--- START OF Data for this task ---

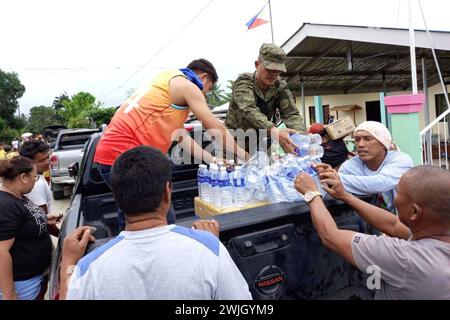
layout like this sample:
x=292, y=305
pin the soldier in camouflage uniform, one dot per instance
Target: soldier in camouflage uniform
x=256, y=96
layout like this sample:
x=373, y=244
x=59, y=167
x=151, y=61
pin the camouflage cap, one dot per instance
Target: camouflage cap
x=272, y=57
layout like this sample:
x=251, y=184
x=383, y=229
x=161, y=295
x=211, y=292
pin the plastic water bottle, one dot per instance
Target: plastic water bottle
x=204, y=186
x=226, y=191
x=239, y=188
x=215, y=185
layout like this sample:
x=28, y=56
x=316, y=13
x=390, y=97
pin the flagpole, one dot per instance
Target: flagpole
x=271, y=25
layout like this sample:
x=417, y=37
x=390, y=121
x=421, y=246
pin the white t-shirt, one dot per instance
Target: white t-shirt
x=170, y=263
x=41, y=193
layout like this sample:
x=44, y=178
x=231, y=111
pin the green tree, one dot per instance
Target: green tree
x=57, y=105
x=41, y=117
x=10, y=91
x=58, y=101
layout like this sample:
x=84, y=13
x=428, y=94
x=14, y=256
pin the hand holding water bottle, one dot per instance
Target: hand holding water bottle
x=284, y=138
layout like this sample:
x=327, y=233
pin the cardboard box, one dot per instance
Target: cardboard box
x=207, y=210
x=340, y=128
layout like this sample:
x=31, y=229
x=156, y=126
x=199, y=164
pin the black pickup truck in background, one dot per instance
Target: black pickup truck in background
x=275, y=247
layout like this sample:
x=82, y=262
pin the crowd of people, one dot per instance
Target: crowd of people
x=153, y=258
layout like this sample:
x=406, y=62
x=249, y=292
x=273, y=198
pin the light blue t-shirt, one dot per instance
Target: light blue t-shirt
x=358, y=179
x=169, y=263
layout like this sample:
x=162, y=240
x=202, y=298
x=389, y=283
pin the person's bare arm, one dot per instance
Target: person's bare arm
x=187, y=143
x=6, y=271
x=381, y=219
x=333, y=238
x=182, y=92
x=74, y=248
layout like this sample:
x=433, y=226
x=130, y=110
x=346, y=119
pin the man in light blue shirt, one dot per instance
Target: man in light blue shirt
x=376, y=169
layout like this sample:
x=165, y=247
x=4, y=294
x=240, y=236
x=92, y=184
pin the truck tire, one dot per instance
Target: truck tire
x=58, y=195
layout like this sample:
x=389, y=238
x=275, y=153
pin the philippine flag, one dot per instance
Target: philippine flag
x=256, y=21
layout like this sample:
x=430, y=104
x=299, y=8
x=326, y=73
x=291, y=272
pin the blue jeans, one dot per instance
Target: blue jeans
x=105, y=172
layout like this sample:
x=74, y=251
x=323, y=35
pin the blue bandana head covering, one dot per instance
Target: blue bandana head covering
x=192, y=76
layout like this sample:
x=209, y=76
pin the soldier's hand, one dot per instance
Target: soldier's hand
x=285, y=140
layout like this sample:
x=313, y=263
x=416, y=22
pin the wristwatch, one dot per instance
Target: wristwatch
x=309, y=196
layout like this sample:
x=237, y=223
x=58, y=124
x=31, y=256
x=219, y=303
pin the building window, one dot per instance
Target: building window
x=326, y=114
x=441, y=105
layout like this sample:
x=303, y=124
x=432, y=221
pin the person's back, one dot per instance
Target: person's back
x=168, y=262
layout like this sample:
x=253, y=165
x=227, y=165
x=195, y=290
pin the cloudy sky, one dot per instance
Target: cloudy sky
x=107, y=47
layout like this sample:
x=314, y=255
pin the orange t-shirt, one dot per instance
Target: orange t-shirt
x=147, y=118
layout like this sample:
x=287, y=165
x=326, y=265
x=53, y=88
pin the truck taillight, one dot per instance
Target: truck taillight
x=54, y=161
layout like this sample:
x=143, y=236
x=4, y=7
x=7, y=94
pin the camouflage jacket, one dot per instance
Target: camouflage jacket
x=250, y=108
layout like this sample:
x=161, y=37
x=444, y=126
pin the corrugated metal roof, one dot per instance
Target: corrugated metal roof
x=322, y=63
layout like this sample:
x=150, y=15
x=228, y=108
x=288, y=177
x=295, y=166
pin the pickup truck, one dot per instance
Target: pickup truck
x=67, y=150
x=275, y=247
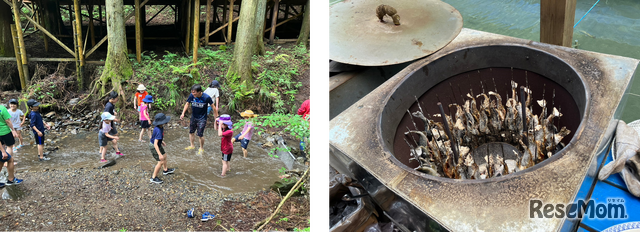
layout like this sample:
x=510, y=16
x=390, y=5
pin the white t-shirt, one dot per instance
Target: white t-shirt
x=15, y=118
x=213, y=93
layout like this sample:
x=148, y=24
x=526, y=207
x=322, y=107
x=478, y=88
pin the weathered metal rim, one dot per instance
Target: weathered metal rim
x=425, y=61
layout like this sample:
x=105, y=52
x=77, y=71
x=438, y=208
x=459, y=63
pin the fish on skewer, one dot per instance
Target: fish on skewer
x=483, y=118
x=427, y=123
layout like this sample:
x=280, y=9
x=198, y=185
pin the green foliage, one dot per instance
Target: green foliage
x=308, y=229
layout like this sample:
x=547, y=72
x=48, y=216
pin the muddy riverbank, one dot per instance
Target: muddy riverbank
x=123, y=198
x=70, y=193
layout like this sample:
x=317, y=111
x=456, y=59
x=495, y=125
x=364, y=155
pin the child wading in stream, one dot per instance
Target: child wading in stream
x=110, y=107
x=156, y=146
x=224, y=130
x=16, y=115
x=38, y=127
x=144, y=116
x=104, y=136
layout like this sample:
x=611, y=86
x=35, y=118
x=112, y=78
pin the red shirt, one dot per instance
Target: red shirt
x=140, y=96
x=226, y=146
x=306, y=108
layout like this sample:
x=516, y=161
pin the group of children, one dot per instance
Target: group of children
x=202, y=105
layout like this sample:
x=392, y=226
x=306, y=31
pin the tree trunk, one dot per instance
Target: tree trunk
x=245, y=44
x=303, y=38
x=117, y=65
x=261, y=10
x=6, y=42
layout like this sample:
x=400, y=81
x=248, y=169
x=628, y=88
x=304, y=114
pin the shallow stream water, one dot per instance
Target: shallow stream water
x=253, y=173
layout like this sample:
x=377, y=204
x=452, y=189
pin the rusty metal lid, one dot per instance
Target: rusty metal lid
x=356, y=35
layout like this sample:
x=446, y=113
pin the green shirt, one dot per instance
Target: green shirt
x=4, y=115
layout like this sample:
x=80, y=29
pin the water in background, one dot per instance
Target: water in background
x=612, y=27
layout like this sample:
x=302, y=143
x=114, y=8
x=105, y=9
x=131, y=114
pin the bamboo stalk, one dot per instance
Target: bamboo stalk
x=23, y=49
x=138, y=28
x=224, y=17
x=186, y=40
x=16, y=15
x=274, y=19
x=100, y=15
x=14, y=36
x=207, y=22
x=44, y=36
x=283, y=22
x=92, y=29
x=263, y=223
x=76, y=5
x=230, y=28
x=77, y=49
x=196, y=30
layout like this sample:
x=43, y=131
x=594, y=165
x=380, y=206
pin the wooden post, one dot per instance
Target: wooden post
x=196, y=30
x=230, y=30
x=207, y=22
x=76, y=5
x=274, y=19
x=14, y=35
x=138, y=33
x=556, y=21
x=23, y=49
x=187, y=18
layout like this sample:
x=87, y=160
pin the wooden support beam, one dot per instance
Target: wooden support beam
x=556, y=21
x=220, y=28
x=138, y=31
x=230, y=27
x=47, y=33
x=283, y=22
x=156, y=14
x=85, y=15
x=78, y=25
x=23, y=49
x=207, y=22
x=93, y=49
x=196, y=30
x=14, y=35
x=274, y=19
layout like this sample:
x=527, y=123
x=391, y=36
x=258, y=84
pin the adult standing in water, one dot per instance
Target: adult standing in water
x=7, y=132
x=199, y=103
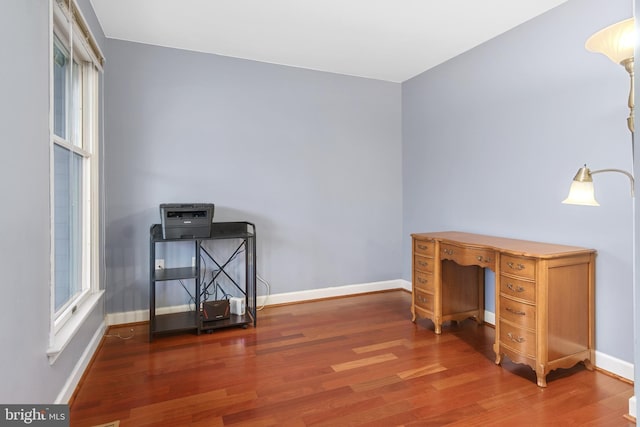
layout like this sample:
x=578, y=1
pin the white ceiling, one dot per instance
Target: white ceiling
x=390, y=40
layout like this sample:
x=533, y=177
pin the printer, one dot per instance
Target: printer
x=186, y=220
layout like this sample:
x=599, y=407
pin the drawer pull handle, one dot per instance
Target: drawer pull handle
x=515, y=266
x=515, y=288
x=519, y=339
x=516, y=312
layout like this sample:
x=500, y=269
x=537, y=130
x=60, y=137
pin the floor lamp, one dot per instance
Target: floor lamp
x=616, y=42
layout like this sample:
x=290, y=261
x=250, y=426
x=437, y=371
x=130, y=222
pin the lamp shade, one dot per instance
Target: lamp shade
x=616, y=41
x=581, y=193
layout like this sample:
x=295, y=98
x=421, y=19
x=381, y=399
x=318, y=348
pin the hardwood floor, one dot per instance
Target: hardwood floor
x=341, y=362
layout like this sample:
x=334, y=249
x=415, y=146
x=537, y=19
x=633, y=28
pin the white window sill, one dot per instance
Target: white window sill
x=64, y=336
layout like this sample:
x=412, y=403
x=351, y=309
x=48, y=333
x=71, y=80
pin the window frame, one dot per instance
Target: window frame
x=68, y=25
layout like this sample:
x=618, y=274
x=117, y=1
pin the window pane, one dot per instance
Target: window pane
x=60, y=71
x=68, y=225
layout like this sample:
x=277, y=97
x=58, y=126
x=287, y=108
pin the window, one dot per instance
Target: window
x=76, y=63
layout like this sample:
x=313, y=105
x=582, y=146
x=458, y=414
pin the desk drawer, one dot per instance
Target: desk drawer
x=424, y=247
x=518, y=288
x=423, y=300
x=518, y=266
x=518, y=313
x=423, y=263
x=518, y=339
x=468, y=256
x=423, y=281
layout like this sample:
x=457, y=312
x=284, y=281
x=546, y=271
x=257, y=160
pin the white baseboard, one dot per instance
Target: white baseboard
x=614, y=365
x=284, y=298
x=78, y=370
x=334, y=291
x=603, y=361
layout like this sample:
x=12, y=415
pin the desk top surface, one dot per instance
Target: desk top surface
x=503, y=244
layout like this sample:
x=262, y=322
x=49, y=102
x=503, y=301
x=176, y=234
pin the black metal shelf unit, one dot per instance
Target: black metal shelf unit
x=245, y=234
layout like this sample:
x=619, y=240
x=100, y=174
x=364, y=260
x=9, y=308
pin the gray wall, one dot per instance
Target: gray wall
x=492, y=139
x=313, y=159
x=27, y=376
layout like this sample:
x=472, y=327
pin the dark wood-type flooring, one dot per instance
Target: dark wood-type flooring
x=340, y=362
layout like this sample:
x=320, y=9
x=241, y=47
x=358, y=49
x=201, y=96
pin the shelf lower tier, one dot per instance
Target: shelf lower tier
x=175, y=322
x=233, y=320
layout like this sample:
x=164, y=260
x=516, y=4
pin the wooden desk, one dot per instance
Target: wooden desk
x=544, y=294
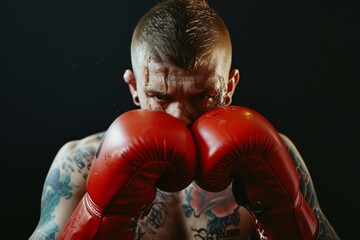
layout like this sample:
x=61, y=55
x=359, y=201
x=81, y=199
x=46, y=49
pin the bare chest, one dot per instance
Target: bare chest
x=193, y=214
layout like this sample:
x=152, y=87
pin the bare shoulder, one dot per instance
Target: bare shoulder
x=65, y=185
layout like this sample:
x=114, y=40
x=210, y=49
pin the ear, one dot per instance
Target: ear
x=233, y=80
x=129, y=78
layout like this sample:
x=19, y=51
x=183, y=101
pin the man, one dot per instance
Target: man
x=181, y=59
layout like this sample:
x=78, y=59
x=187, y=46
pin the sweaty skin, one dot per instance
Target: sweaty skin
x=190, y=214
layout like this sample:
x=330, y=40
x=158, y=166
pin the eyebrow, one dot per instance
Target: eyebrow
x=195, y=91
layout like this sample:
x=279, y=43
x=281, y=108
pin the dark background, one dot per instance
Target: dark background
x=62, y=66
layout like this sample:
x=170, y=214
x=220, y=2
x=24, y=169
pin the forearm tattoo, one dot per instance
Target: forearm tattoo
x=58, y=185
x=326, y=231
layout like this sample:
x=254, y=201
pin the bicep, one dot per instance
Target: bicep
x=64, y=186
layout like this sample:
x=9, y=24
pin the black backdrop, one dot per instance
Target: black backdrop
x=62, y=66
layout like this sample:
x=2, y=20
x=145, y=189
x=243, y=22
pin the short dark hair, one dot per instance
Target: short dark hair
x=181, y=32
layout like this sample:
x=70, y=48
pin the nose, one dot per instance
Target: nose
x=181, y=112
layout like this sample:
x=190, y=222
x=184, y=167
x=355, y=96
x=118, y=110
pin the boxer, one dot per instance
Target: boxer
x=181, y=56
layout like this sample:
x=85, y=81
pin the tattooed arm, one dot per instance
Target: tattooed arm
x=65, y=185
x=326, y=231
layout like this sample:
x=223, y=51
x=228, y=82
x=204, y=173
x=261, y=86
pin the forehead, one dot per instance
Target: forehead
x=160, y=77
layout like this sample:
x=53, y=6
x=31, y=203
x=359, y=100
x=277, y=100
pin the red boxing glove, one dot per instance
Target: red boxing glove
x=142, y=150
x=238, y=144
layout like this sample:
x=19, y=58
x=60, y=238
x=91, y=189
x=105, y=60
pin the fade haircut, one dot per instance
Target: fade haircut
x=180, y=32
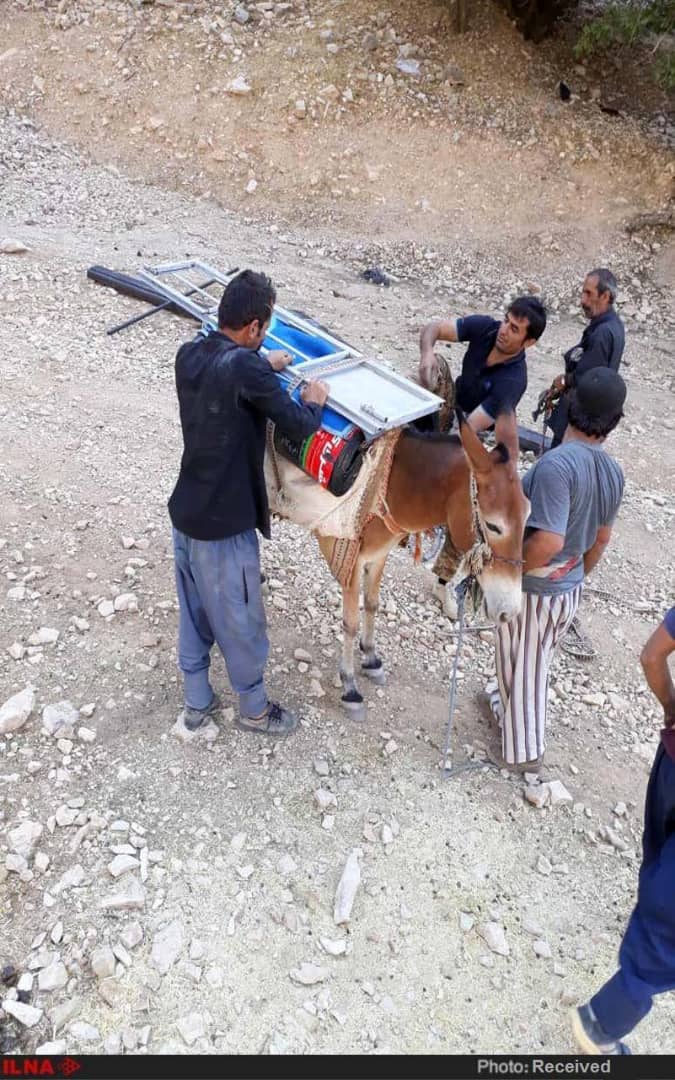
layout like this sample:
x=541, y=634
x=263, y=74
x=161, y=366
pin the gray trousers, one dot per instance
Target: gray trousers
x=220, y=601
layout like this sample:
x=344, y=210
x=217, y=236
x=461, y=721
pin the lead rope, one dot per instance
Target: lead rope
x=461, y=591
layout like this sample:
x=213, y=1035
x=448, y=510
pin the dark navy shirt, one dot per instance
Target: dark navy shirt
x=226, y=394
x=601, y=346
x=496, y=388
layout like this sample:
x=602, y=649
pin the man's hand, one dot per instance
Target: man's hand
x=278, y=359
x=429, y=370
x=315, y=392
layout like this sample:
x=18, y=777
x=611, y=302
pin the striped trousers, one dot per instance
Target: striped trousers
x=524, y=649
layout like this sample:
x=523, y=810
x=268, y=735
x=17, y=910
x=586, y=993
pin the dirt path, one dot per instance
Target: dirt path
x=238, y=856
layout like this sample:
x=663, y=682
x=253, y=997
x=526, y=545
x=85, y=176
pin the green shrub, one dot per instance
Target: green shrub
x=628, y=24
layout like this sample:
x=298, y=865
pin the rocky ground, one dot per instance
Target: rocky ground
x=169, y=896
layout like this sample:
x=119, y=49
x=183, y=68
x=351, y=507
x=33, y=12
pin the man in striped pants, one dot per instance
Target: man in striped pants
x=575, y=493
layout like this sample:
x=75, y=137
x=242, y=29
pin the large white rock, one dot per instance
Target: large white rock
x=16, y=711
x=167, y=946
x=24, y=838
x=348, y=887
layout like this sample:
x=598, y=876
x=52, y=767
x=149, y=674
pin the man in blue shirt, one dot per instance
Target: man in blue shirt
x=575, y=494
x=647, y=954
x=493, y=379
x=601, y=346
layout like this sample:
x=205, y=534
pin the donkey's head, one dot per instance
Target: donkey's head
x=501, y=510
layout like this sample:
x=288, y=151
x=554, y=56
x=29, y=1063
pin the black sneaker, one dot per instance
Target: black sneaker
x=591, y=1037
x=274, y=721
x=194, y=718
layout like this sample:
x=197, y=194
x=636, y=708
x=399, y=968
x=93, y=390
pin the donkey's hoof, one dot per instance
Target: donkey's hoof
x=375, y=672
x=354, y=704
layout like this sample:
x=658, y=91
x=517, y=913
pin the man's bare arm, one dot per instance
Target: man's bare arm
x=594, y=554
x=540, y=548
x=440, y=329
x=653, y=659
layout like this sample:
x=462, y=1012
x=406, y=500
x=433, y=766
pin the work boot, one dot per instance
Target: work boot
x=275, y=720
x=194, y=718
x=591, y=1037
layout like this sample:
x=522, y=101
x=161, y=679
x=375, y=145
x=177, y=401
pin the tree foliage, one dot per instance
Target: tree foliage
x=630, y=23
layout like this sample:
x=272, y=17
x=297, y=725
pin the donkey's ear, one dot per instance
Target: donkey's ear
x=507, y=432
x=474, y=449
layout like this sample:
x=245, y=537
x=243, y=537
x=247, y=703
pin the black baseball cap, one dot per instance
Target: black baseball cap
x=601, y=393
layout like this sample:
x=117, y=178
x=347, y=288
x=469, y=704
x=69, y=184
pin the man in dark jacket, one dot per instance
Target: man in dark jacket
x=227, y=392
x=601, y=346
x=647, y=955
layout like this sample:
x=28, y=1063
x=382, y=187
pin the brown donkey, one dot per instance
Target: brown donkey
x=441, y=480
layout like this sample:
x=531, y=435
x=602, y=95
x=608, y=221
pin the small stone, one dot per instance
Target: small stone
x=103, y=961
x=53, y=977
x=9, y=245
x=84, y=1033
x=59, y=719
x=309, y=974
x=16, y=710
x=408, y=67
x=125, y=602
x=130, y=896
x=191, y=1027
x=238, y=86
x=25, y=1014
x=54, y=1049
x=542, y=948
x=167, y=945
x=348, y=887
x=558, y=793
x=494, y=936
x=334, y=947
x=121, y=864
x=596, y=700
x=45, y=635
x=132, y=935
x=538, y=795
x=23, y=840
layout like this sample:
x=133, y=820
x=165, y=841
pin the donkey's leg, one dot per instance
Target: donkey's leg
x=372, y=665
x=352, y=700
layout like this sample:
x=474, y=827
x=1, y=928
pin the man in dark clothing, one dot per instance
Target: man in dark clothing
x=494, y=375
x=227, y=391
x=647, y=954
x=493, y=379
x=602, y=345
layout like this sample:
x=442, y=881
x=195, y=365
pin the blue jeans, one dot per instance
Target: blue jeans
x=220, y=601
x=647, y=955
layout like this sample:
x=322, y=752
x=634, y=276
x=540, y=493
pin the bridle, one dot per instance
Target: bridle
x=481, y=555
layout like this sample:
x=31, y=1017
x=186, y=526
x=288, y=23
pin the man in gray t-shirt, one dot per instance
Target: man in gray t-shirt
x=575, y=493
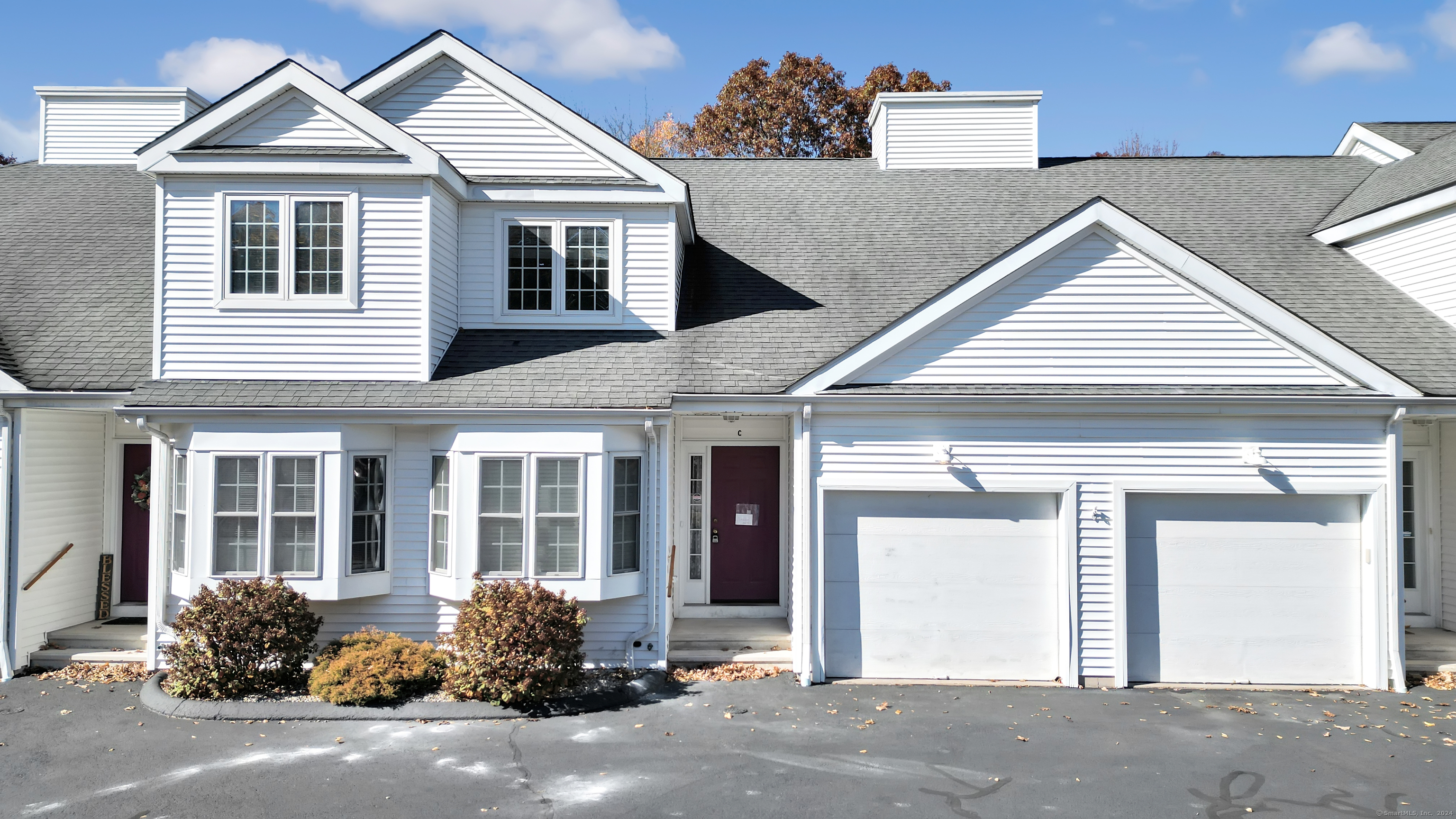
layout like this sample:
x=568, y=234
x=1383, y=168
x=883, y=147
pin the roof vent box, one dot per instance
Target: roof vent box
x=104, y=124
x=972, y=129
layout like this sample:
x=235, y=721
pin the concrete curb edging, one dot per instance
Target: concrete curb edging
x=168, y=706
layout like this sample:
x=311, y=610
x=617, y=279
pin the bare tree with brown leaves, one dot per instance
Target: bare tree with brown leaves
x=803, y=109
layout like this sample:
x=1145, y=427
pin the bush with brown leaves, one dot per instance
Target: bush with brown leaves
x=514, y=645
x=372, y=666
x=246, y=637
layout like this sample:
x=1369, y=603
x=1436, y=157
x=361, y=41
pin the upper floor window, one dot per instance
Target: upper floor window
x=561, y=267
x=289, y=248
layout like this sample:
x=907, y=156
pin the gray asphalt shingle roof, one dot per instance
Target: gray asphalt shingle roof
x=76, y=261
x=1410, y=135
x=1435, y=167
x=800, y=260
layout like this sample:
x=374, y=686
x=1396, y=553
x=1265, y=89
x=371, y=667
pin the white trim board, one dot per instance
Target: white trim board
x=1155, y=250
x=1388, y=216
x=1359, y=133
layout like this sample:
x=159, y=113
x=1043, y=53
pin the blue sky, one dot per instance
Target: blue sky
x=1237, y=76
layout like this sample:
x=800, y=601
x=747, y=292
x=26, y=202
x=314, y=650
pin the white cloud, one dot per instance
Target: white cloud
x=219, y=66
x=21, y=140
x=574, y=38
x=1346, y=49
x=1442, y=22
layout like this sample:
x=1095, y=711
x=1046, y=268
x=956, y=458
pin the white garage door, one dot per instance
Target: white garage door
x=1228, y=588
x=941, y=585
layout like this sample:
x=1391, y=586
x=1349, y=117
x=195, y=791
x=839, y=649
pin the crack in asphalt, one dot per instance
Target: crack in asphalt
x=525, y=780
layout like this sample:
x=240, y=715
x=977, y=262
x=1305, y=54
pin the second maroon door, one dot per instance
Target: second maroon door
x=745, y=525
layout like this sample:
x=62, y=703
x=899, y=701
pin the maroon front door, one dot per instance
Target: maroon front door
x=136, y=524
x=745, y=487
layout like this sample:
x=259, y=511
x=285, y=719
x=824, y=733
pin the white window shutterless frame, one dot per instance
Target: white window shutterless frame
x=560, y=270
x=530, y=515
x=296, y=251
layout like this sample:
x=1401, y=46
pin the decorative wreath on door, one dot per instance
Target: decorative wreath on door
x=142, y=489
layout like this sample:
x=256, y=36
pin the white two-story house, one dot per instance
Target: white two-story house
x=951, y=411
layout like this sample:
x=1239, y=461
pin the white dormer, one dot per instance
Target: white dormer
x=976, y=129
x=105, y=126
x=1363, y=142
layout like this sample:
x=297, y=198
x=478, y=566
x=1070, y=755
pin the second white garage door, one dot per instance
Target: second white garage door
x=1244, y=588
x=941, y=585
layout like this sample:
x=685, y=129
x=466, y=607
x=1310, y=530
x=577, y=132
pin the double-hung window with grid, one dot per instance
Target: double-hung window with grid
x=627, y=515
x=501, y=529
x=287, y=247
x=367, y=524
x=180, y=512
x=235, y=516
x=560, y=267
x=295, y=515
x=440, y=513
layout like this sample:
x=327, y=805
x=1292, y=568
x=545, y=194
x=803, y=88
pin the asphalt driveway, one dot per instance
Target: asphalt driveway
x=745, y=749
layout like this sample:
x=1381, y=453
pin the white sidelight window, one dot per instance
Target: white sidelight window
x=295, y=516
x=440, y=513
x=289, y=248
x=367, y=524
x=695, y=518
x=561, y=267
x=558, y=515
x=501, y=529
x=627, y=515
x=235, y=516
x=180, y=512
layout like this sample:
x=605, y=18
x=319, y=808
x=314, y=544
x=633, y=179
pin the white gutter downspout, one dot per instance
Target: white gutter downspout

--- END OF Data for this task ---

#### What is required:
Switch "plastic water bottle" to "glass water bottle" in the lines starting at the first line and ending at the line containing "x=215, y=185", keeping everything else the same. Omit the pictures from your answer.

#### Expected output:
layout like this sample:
x=292, y=305
pin the soldier in camouflage uniform, one dot per instance
Target: soldier in camouflage uniform
x=256, y=96
layout like this sample:
x=373, y=244
x=59, y=167
x=151, y=61
pin the camouflage cap, one dot per instance
Target: camouflage cap
x=272, y=57
layout like this sample:
x=251, y=184
x=383, y=229
x=161, y=295
x=211, y=292
pin the glass water bottle, one dot per instance
Target: glass water bottle
x=204, y=186
x=226, y=191
x=239, y=188
x=215, y=185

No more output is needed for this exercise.